* SHORT PROBLEM 1
Could you duplicate all of the dataset items below, line for line and without any changes?

* PAGE TEXT
○ ○ ○ ○

Underlying operating profit in the period at £14.5m (2016: £15.2m) was 3.9% lower than the prior year, and represents a return on sales of 14.9% (2016: 16.4%). Again, progressive implementation of selling price increases and cost reduction measures to mitigate post EU Referendum material cost and other inflation, combined with the lower revenues from our higher margin export business, meant that margins were lower than prior year.

 

Commercial and Infrastructure Systems - Europe

Revenue in our Commercial and Infrastructure Systems - Europe segment at £37.4m (2016: £31.5m) represented 15% of overall Group revenue for the six months ended 30 June 2017 (2016: 14%). This represented growth of 18.9% against the prior year, and 8.6% on a constant currency basis. This segment relates predominantly to our French operations, although it also includes Effast, our Italian pressure pipe business.

 

There have been some encouraging signs of recovery in the French market, and this has helped drive demand, particularly in the utilities sector where potable water, irrigation and gas pipes have all shown reasonable growth. The market however remains very price competitive, with distributors continuing to compete heavily with each other. Underlying operating profits improved to £1.5m (2016: £1.0m) representing an improved margin of 3.9% (2016: 3.4%) with improved volumes driving this performance.

 

Board and Management Changes

 

On 24th May 2017, the Group announced that David Hall, Chief Executive Officer, is to retire on 2nd October 2017, and is to be succeeded by Martin Payne, currently Chief Financial Officer. It further announced that Glen Sabin, currently Managing Director Polypipe Plumbing and Heating Division, would be appointed to the Board as Chief Operating Officer, also on 2nd October 2017. The handover process is progressing well, as is the process to find a new Chief Financial Officer. Further announcements will be made in due course.

 

Outlook

 

Despite the uncertainty caused by EU exit negotiations and the recent UK election, the Group has performed well in the first half of the year, and is well placed to achieve management expectations for the year to 31 December 2017.

○ ○ ○ ○

Dataset items
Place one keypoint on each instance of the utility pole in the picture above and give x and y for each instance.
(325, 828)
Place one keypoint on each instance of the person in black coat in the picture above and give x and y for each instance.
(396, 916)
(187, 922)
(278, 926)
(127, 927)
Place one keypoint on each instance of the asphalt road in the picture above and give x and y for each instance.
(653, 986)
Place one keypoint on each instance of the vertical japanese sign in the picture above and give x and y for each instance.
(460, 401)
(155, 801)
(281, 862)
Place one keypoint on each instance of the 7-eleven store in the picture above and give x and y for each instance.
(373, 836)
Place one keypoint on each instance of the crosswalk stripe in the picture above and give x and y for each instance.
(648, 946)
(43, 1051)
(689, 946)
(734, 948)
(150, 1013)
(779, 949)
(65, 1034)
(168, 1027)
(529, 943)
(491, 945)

○ ○ ○ ○

* SHORT PROBLEM 2
According to the interim results text, who will succeed David Hall as Chief Executive Officer?

* FULL SOLUTION 1
Place one keypoint on each instance of the utility pole in the picture above and give x and y for each instance.
(325, 828)
Place one keypoint on each instance of the person in black coat in the picture above and give x and y for each instance.
(396, 916)
(187, 922)
(278, 926)
(127, 927)
Place one keypoint on each instance of the asphalt road in the picture above and give x and y for each instance.
(653, 986)
Place one keypoint on each instance of the vertical japanese sign in the picture above and give x and y for each instance.
(460, 401)
(155, 801)
(281, 862)
Place one keypoint on each instance of the 7-eleven store in the picture above and give x and y for each instance.
(373, 836)
Place one keypoint on each instance of the crosswalk stripe in the picture above and give x and y for each instance.
(648, 946)
(43, 1051)
(689, 946)
(734, 948)
(150, 1013)
(779, 949)
(65, 1034)
(168, 1027)
(529, 943)
(491, 945)

* FULL SOLUTION 2
Martin Payne, currently Chief Financial Officer.